▶ [Requirements]: Copy out all of the records below, replacing each "utility" with "tool" and leaving everything else unchanged.

▶ [Material to process]:
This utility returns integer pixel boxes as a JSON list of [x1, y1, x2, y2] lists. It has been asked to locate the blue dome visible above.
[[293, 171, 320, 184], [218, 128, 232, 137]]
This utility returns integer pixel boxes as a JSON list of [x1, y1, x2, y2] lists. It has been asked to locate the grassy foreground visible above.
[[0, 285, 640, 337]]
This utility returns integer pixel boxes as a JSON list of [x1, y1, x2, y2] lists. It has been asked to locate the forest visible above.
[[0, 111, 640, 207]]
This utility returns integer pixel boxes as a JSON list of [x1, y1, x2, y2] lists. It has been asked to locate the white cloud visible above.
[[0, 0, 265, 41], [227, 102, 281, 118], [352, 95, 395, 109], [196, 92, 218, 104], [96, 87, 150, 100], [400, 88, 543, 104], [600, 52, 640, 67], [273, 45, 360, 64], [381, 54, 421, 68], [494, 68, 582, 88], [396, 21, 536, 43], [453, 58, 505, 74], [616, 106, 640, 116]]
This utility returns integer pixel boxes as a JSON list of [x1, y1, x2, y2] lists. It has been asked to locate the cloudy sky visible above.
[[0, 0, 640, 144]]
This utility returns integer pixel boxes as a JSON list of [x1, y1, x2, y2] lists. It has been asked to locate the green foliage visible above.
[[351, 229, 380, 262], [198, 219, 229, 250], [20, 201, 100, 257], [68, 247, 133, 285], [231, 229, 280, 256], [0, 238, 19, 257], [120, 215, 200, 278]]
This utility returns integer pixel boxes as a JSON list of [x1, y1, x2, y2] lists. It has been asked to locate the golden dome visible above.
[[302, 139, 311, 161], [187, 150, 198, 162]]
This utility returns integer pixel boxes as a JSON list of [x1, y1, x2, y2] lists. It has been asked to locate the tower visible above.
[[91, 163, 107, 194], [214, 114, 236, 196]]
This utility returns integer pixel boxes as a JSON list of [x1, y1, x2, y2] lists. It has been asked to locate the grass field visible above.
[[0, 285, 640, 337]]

▶ [Complete output]:
This tool returns integer pixel boxes as a JSON list of [x1, y1, x2, y2] lists. It has been asked to locate the blue dome visible above.
[[293, 171, 320, 184], [218, 128, 232, 137]]
This tool returns integer pixel boxes as a JSON list of [x1, y1, x2, y2] lists. It has been asked to locate the grassy foreground visible above.
[[0, 285, 640, 337]]
This tool returns integer pixel boxes as a JSON list of [x1, y1, x2, y2] lists. It has been asked to locate the forest visible above.
[[0, 111, 640, 207]]
This tool returns integer pixel boxes as a JSON list of [x1, y1, x2, y2] lists. It has been asked to locate the white cloud visible above.
[[0, 0, 265, 41], [227, 102, 281, 118], [352, 95, 395, 109], [196, 92, 218, 104], [96, 87, 150, 100], [400, 88, 543, 104], [600, 52, 640, 67], [273, 45, 360, 64], [381, 54, 421, 68], [494, 68, 582, 88], [396, 21, 536, 43], [453, 58, 505, 74], [616, 106, 640, 116]]
This tool returns integer pixel boxes as a JSON list of [x1, y1, x2, y2] lists. It has been asked to locate the cloudy sky visible above.
[[0, 0, 640, 144]]
This tool returns integer pixel boxes as a JSON list of [x1, y1, x2, y2] lists. It has been asked to locate the green foliage visible above.
[[351, 229, 380, 262], [198, 219, 229, 250], [20, 201, 100, 257], [68, 247, 133, 285], [231, 229, 280, 256], [0, 238, 19, 257], [120, 215, 200, 278]]
This tool returns integer pixel boxes as a JSON list of [x1, y1, x2, y2] lists. It has been asked to locate the golden dome visible above.
[[302, 139, 311, 161], [187, 150, 198, 162]]
This tool returns integer pixel boxes as a JSON list of [x1, y1, x2, y2] lists. It has been asked to locate the tower visible above.
[[91, 163, 107, 194], [214, 114, 236, 196]]
This tool returns integer pixel boxes as a JSON list of [x1, y1, x2, y2] lists. It has been asked to locate the grass field visible above.
[[0, 285, 640, 337]]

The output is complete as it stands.